下に示す沖縄SVについての資料から、「自#149|自分のミッション」から「もチーム入りしてくれました。」までの部分を、一字一句変えずに書き写しなさい。

____ 資料

自#149|自分のミッションを信じられる人は、後悔とかは、絶対にしません。(自由note)
沖縄SVのオーナー兼サッカー選手の高原直泰さんのインタビュー記事を読みました。SVは、ドイツ語のシュポルト・フェァアインの略で、スポーツクラブの意味です。沖縄SV(OSV)は、J1から算えると5部に当たる地域リーグ(九州リーグ)に属しているサッカーチームです。高原さんは、日本代表として、国際Aマッチ57試合に出場し、23得点を獲得したベテラン選手です。高原さんは、現在、スポーツを核にして、地域の活性化や雇用創出を目指して、沖縄の大宜味村を本拠にして、活動されています。沖縄SVのTシャツを着て、畑に立っている高原さんを始め、チームメイトの写真が掲載されています。青いTシャツの左胸のとこにOSVのロゴが入っています。その他の場所には、セブンイレブンやイオンなど、複数の会社の名称がTシャツに印刷されています。正面から見えるとこだけでも、8社の名前が読み取れます。背中側にも、印刷されているでしょうから、10社は軽く超えていると推測できます。Tシャツを着て、会社の広告塔の役目を果たすのも、沖縄SVが手がけているビジネスのひとつです。
高原さんは、国の沖縄総合事務局から、観光、IT産業に次ぐ3本目の柱として、スポーツ産業を創出したい、モデルケースになって欲しいと、誘われて、沖縄でスポーツビジネスを立ち上げる決心をします。まず、サッカーチームを作ります。本州と沖縄でセレクションをして、選手を集めます。スポーツを核にして、ビジネスを展開すると云う高原さんの考えに賛同して、4人のプロ選手もチーム入りしてくれました。
沖縄SVを立ち上げて、今年で5年目です。最初の3年間は赤字。4年目から黒字化し、今年はコロナ禍で、大変な状況ですが、何とか黒字を維持できそうだと語っています。つまり、経営が軌道に乗って来たわけです。
シーズンオフには、チームトレーナーを、女子プロゴルファーのツァーに同行させたりしています。無論、これもビジネスの一環です。Jリーグなどのキャンプを沖縄で受け入れる事務局のような仕事もしています。今年はJ1の強豪や海外チームなども含め、最多の27チームが参加してくれたそうです。かりゆしウェアなど地元の伝統工芸と組むプロジェクトも展開しています。

________
____ 提示データ

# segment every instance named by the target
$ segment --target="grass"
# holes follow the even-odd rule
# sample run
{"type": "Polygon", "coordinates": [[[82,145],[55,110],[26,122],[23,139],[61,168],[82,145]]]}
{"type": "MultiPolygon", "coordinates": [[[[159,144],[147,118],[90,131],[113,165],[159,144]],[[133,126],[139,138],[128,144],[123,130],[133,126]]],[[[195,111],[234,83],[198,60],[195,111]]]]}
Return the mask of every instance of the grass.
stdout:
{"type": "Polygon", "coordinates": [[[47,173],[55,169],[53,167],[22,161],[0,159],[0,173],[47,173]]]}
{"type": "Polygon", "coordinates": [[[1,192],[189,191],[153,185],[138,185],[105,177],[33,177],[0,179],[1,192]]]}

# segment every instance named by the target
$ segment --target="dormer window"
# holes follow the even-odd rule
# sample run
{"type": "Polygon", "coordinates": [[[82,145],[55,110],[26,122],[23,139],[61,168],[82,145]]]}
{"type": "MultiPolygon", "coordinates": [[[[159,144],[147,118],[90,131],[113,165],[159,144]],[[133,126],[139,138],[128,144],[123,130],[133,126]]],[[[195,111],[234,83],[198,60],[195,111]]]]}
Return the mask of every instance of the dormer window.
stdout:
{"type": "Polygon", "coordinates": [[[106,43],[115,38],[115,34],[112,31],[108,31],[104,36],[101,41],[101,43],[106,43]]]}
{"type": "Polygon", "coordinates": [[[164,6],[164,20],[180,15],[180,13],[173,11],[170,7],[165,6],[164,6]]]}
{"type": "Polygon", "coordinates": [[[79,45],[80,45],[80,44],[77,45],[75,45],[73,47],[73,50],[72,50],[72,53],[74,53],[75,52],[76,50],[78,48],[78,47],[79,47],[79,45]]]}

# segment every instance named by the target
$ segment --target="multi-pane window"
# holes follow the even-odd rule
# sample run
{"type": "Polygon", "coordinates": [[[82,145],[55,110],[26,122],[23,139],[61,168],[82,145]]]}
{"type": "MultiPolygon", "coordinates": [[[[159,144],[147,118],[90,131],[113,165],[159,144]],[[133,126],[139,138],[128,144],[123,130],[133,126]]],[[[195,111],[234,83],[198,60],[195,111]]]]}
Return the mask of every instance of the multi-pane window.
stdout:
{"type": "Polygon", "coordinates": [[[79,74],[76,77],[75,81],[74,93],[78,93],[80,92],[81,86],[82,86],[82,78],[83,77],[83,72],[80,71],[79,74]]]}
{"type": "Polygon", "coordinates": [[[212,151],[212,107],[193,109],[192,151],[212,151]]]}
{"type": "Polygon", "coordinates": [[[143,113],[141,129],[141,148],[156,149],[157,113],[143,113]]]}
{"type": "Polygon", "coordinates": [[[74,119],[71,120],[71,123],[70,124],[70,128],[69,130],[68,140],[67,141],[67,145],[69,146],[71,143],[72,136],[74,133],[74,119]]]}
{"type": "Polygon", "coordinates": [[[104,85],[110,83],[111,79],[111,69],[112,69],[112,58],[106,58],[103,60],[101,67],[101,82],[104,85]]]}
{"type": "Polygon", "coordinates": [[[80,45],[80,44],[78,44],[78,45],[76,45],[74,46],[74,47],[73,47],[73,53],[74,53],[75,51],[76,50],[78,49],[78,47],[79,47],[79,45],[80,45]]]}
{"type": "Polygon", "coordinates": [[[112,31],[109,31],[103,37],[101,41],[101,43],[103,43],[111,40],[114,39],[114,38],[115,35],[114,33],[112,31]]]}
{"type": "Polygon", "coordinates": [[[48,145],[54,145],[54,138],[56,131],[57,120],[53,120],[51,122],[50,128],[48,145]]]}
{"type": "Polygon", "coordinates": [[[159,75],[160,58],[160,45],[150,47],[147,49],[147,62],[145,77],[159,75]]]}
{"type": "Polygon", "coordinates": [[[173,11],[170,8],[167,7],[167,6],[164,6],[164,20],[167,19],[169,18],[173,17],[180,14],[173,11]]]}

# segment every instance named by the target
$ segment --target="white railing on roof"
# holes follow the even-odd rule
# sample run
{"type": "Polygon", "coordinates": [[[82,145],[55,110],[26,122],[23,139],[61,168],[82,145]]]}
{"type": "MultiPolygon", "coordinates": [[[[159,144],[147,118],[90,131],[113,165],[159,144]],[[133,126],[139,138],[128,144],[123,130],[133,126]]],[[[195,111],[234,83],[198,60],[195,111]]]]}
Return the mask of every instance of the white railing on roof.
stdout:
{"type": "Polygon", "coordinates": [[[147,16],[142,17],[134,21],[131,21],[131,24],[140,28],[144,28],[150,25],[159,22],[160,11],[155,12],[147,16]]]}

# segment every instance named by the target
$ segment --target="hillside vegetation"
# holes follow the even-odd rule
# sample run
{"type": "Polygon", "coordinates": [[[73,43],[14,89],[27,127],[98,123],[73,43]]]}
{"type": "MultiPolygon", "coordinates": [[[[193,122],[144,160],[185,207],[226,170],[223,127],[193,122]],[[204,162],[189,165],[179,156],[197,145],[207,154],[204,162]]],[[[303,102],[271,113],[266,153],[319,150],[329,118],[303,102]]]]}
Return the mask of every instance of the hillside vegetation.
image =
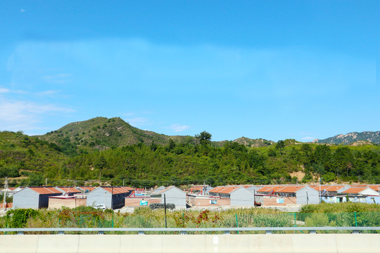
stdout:
{"type": "Polygon", "coordinates": [[[51,185],[137,187],[310,183],[319,176],[324,182],[380,183],[379,145],[210,140],[205,131],[168,136],[103,117],[34,137],[3,131],[0,178],[11,178],[11,185],[42,185],[47,179],[51,185]]]}
{"type": "Polygon", "coordinates": [[[345,144],[348,145],[358,141],[365,141],[374,144],[380,144],[380,131],[353,132],[347,134],[338,134],[323,140],[315,140],[316,143],[345,144]]]}

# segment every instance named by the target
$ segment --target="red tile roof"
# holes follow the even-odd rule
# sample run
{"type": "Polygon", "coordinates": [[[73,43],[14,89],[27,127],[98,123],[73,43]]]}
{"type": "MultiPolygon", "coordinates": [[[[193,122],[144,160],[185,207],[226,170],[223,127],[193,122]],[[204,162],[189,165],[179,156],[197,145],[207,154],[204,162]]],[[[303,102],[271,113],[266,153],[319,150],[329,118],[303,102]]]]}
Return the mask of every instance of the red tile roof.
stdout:
{"type": "Polygon", "coordinates": [[[74,188],[74,187],[61,187],[57,186],[58,188],[63,190],[65,193],[80,193],[80,190],[74,188]]]}
{"type": "Polygon", "coordinates": [[[87,190],[89,190],[89,191],[95,190],[95,187],[92,186],[80,186],[80,188],[84,190],[84,191],[86,191],[87,190]]]}
{"type": "Polygon", "coordinates": [[[275,190],[275,193],[296,193],[303,188],[304,188],[304,186],[285,186],[281,189],[279,189],[277,190],[275,190]]]}
{"type": "Polygon", "coordinates": [[[62,192],[58,189],[56,189],[53,187],[28,187],[30,190],[33,190],[34,191],[37,192],[39,194],[51,194],[51,193],[61,193],[62,194],[62,192]]]}
{"type": "Polygon", "coordinates": [[[229,194],[240,187],[236,186],[217,186],[210,190],[210,193],[229,194]]]}
{"type": "Polygon", "coordinates": [[[351,187],[350,188],[342,192],[342,193],[359,193],[365,189],[367,189],[366,187],[351,187]]]}
{"type": "Polygon", "coordinates": [[[380,186],[368,186],[368,187],[376,191],[380,190],[380,186]]]}
{"type": "Polygon", "coordinates": [[[120,194],[120,193],[128,193],[133,188],[131,188],[130,187],[102,187],[103,189],[107,190],[109,193],[111,193],[113,194],[120,194]]]}
{"type": "Polygon", "coordinates": [[[203,186],[194,186],[191,187],[190,189],[191,190],[203,190],[203,186]]]}

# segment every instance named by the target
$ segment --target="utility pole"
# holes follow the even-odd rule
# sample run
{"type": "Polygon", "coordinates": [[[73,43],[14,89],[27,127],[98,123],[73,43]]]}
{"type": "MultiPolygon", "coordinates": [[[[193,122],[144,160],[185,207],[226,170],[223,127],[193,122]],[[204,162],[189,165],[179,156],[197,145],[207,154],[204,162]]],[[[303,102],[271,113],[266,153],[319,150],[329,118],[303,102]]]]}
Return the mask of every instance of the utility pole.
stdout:
{"type": "Polygon", "coordinates": [[[321,194],[321,177],[319,176],[319,204],[322,202],[322,194],[321,194]]]}
{"type": "Polygon", "coordinates": [[[8,190],[8,178],[6,176],[4,186],[4,200],[3,200],[3,209],[6,210],[6,191],[8,190]]]}
{"type": "Polygon", "coordinates": [[[164,206],[165,206],[165,228],[167,228],[167,225],[166,223],[166,195],[164,193],[164,206]]]}
{"type": "Polygon", "coordinates": [[[308,186],[306,187],[306,205],[309,205],[309,195],[308,194],[308,186]]]}

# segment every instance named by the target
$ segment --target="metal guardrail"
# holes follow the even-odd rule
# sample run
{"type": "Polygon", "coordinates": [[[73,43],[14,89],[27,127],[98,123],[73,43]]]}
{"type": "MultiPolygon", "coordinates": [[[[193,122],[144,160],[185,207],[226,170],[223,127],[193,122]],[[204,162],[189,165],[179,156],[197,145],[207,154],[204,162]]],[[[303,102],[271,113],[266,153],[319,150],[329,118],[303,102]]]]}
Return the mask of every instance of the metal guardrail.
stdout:
{"type": "Polygon", "coordinates": [[[317,233],[317,231],[352,231],[353,233],[360,233],[361,231],[380,231],[380,227],[278,227],[278,228],[0,228],[0,232],[17,232],[23,235],[24,232],[56,232],[58,235],[65,232],[98,232],[104,234],[105,232],[138,232],[144,235],[145,232],[215,232],[224,231],[229,235],[231,231],[265,231],[272,234],[272,231],[309,231],[310,233],[317,233]]]}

________

*解答例*:
自#149|自分のミッションを信じられる人は、後悔とかは、絶対にしません。(自由note)
沖縄SVのオーナー兼サッカー選手の高原直泰さんのインタビュー記事を読みました。SVは、ドイツ語のシュポルト・フェァアインの略で、スポーツクラブの意味です。沖縄SV(OSV)は、J1から算えると5部に当たる地域リーグ(九州リーグ)に属しているサッカーチームです。高原さんは、日本代表として、国際Aマッチ57試合に出場し、23得点を獲得したベテラン選手です。高原さんは、現在、スポーツを核にして、地域の活性化や雇用創出を目指して、沖縄の大宜味村を本拠にして、活動されています。沖縄SVのTシャツを着て、畑に立っている高原さんを始め、チームメイトの写真が掲載されています。青いTシャツの左胸のとこにOSVのロゴが入っています。その他の場所には、セブンイレブンやイオンなど、複数の会社の名称がTシャツに印刷されています。正面から見えるとこだけでも、8社の名前が読み取れます。背中側にも、印刷されているでしょうから、10社は軽く超えていると推測できます。Tシャツを着て、会社の広告塔の役目を果たすのも、沖縄SVが手がけているビジネスのひとつです。
高原さんは、国の沖縄総合事務局から、観光、IT産業に次ぐ3本目の柱として、スポーツ産業を創出したい、モデルケースになって欲しいと、誘われて、沖縄でスポーツビジネスを立ち上げる決心をします。まず、サッカーチームを作ります。本州と沖縄でセレクションをして、選手を集めます。スポーツを核にして、ビジネスを展開すると云う高原さんの考えに賛同して、4人のプロ選手もチーム入りしてくれました。